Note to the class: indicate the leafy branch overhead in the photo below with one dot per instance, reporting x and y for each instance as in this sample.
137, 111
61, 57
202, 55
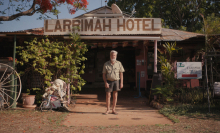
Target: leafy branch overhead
18, 8
56, 59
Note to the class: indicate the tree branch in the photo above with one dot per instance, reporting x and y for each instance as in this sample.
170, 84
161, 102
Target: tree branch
29, 12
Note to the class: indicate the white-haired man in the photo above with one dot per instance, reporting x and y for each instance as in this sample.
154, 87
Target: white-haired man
112, 73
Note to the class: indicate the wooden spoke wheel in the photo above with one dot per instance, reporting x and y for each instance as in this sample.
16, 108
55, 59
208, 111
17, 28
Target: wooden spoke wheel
10, 86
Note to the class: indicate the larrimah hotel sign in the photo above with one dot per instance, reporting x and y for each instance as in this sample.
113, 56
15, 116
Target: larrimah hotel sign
103, 26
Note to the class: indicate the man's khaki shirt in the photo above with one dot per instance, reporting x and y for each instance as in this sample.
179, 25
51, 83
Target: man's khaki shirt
112, 71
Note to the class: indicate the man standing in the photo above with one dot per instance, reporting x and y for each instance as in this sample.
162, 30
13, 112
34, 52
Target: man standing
112, 73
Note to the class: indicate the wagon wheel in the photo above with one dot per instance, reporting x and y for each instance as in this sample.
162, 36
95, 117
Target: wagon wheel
45, 106
9, 93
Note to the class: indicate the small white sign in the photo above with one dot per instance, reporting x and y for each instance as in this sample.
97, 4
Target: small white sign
189, 70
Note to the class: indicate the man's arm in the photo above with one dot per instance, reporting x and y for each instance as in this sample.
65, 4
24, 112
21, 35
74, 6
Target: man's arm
121, 77
105, 81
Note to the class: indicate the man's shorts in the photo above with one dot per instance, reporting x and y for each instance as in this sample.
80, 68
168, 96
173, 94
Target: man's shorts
113, 86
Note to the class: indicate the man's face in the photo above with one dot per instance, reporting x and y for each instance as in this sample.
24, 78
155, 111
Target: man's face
113, 56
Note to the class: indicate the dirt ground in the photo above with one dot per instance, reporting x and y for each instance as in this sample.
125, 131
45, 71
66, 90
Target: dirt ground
86, 116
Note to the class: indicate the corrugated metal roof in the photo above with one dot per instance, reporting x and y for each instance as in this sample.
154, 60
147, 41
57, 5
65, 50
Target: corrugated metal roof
177, 35
98, 9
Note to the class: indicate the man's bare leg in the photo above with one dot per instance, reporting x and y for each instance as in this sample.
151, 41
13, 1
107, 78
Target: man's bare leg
108, 98
115, 96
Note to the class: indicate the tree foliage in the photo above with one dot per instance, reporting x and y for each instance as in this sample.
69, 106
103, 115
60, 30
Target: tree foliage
176, 14
18, 8
56, 59
167, 90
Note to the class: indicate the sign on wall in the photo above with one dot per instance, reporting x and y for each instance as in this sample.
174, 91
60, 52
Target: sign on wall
103, 26
189, 70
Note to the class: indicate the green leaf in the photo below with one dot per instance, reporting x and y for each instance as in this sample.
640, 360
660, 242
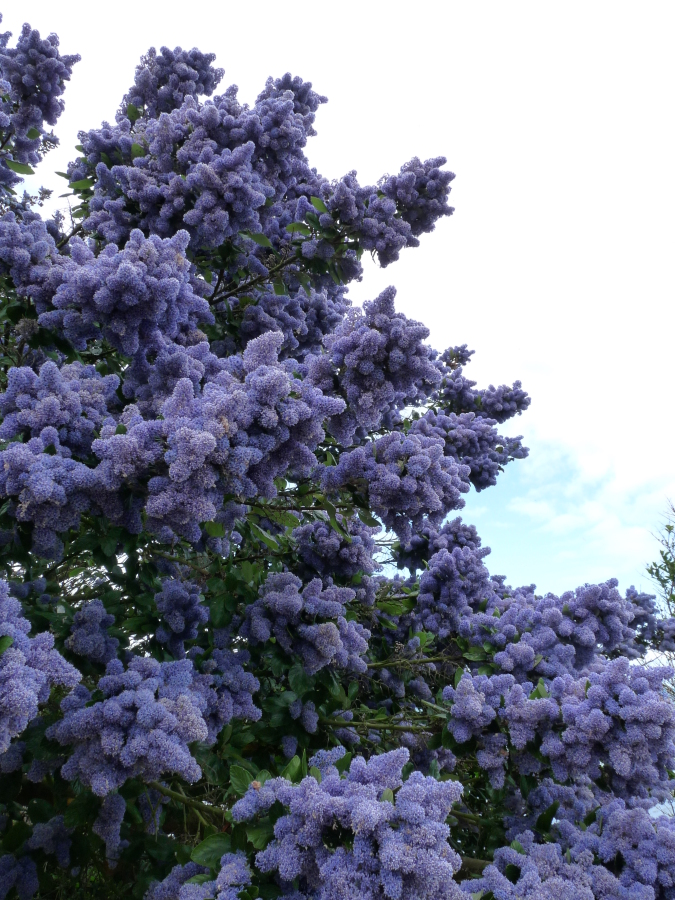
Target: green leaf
214, 529
293, 771
200, 879
318, 204
264, 537
298, 680
260, 239
298, 226
109, 544
260, 835
19, 168
343, 764
82, 184
539, 691
474, 654
209, 852
240, 779
545, 820
17, 834
591, 817
368, 519
392, 607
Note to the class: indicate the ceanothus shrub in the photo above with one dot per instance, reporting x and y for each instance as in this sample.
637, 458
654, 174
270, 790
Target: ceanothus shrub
212, 685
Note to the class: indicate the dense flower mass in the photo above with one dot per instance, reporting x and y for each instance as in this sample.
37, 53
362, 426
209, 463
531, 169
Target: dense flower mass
32, 77
398, 846
212, 686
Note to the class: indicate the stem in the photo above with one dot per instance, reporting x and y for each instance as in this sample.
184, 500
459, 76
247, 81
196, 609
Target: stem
468, 816
409, 662
186, 801
377, 725
474, 865
254, 281
434, 706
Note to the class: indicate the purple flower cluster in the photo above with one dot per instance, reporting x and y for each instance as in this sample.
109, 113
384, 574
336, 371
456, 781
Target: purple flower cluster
618, 727
73, 399
29, 667
32, 79
391, 215
471, 441
134, 297
108, 824
641, 847
89, 633
397, 833
292, 614
456, 393
533, 871
52, 837
165, 79
151, 712
28, 254
179, 603
233, 877
406, 477
427, 540
380, 364
20, 874
170, 887
233, 688
326, 553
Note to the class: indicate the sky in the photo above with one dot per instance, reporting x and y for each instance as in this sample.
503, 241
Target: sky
556, 267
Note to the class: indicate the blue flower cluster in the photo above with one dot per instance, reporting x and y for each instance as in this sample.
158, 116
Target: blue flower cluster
233, 877
379, 361
32, 80
328, 554
164, 80
397, 844
179, 603
29, 667
142, 727
89, 633
407, 479
292, 615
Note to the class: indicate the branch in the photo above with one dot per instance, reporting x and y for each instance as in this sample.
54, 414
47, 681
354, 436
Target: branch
342, 723
254, 281
474, 865
186, 801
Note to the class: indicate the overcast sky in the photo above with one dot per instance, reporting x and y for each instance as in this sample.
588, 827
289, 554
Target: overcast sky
557, 264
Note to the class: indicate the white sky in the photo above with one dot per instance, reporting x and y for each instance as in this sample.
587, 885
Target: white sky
557, 265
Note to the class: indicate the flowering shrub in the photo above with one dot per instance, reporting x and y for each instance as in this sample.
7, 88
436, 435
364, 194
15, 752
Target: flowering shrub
211, 683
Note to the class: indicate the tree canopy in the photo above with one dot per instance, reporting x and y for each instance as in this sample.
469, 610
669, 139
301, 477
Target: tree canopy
246, 649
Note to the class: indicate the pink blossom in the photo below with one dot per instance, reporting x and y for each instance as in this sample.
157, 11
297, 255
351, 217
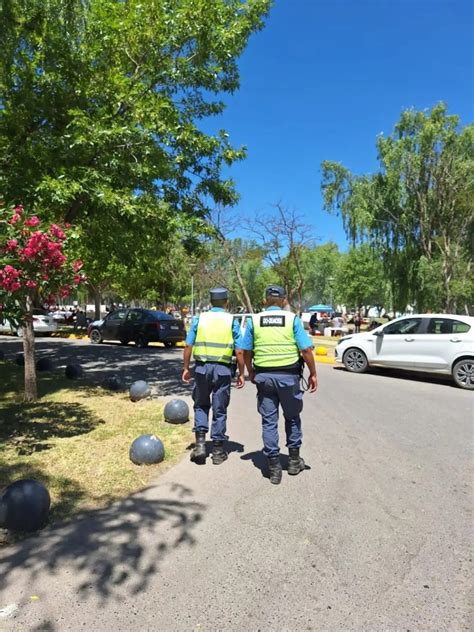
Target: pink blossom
11, 245
57, 232
32, 221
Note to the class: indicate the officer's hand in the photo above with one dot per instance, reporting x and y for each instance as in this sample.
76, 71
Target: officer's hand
313, 383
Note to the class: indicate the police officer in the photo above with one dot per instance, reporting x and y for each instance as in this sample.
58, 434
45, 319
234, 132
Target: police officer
211, 340
278, 345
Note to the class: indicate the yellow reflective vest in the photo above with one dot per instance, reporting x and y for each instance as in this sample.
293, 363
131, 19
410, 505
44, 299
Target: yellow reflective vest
214, 338
274, 339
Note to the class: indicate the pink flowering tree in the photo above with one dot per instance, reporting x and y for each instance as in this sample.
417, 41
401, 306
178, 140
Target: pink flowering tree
34, 268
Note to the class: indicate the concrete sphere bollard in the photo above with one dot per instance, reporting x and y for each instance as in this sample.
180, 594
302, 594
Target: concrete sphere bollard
24, 506
139, 390
176, 412
114, 383
147, 450
73, 371
44, 364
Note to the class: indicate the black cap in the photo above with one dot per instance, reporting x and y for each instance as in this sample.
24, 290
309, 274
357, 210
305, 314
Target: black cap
276, 291
219, 294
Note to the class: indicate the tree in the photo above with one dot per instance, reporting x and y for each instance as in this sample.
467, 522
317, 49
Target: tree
320, 265
284, 239
418, 210
34, 266
360, 278
100, 108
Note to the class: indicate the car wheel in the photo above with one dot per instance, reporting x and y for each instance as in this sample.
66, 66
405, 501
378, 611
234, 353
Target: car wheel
95, 337
355, 360
463, 373
141, 341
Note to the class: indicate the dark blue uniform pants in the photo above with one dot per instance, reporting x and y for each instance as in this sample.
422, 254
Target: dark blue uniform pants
274, 389
211, 382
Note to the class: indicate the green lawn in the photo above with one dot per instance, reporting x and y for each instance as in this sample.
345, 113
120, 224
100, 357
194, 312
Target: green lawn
76, 439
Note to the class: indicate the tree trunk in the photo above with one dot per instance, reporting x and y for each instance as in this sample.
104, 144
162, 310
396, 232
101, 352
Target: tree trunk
97, 303
31, 389
247, 301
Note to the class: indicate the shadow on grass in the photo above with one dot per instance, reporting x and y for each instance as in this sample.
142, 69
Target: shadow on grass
161, 368
29, 427
109, 553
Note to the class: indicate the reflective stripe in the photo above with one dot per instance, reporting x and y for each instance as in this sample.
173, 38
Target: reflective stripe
214, 335
208, 358
274, 344
218, 345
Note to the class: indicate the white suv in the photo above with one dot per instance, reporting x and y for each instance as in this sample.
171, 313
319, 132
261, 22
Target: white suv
435, 343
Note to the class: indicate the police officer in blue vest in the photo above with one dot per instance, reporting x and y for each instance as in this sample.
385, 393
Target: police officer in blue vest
211, 341
275, 346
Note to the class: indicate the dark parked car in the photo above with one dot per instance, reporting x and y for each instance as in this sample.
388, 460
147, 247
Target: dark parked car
138, 325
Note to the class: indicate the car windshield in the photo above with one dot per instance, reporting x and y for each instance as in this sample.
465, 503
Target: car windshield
162, 316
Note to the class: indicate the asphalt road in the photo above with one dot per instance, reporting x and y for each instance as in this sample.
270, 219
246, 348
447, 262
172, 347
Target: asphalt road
377, 535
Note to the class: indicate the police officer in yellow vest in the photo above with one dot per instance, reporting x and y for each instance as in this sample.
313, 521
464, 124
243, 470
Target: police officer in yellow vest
211, 340
276, 342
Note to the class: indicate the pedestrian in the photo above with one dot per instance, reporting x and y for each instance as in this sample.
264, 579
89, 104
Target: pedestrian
357, 323
313, 323
211, 341
275, 348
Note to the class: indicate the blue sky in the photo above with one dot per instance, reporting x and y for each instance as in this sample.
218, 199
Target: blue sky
325, 77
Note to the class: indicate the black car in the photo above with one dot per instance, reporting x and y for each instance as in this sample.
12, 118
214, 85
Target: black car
138, 325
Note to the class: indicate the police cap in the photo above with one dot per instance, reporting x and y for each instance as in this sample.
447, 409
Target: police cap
219, 294
276, 291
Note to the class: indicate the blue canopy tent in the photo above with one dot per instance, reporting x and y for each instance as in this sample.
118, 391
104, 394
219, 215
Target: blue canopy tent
320, 308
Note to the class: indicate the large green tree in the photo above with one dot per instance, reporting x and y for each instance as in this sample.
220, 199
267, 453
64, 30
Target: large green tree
417, 210
100, 110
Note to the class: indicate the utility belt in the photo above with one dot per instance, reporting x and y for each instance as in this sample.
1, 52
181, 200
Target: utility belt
202, 363
293, 369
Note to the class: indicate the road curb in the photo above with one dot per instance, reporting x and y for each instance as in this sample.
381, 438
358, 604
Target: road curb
324, 359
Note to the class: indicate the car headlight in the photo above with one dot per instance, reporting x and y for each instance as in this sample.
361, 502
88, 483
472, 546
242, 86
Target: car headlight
343, 339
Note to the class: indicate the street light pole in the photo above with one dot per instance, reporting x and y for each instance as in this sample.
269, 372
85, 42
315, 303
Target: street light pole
330, 281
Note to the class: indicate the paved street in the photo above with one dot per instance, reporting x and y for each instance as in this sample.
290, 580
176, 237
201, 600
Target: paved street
375, 536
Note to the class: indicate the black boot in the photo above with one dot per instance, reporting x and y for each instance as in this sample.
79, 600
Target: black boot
274, 467
219, 453
295, 462
198, 454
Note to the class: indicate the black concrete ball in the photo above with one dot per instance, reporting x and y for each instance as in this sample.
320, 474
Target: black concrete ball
139, 390
44, 364
73, 371
176, 412
114, 383
24, 506
146, 450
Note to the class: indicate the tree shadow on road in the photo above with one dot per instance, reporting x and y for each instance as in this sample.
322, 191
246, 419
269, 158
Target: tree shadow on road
259, 461
108, 553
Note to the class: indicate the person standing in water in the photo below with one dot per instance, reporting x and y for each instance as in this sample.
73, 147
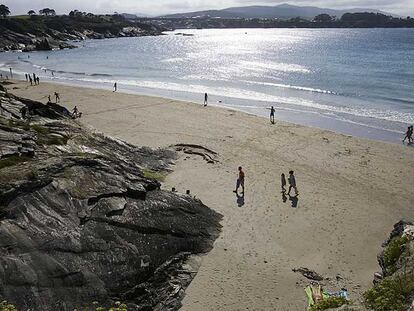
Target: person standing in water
240, 180
205, 99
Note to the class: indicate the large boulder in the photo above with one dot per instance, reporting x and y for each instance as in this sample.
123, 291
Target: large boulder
80, 221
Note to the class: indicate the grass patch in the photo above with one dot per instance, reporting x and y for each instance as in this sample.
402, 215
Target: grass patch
53, 140
41, 130
19, 124
393, 252
331, 302
118, 306
13, 160
150, 174
391, 294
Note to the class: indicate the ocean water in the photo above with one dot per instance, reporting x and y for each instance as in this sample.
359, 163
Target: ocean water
354, 81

• • • • •

[What is required]
Quote the material above exactly, from the line holding "Note to the class: indicate the black boot" through its last line, including both. Omit the pictures.

[Exercise answer]
Note to the class: indicate the black boot in the photo above with one dot per instance, reporting x and y for each instance as in this sample.
79, 600
Target: black boot
274, 467
219, 453
295, 462
198, 454
Note to the class: indicate the black concrete ball in the photo above with one dot per instance, reporting x and y for each instance as in this sample.
320, 474
Target: black concrete ball
139, 390
44, 364
73, 371
176, 412
114, 383
24, 506
146, 450
Note to the class: indicate the tree shadow on road in the photo above with one dot per instance, reporting x and y for each instance as in this sample.
322, 191
246, 419
269, 158
Target: tree shadow on road
259, 461
108, 553
Note to the class: indicate the person standing in water in the photo below with one dot per instance, reporting x and y for each instance as in this sample.
73, 147
Target: person standing in water
240, 180
205, 99
Note to the class: indicate the large boulder in the photo above with one dot per instance, reporting x and y for each instance as in this sample.
123, 291
Target: large boulder
80, 221
Note to the class: indicate the grass patch in the photo above with one dot per instance, reporting x and y for each instance as in this sample.
402, 215
Target: grass patch
53, 140
41, 130
19, 124
393, 252
331, 302
118, 306
13, 160
150, 174
391, 294
Note to the class: indicate the ocean water in the photo above with one dot per instance, reporting x and y for each instance as in this sample.
359, 163
Target: ocean water
354, 81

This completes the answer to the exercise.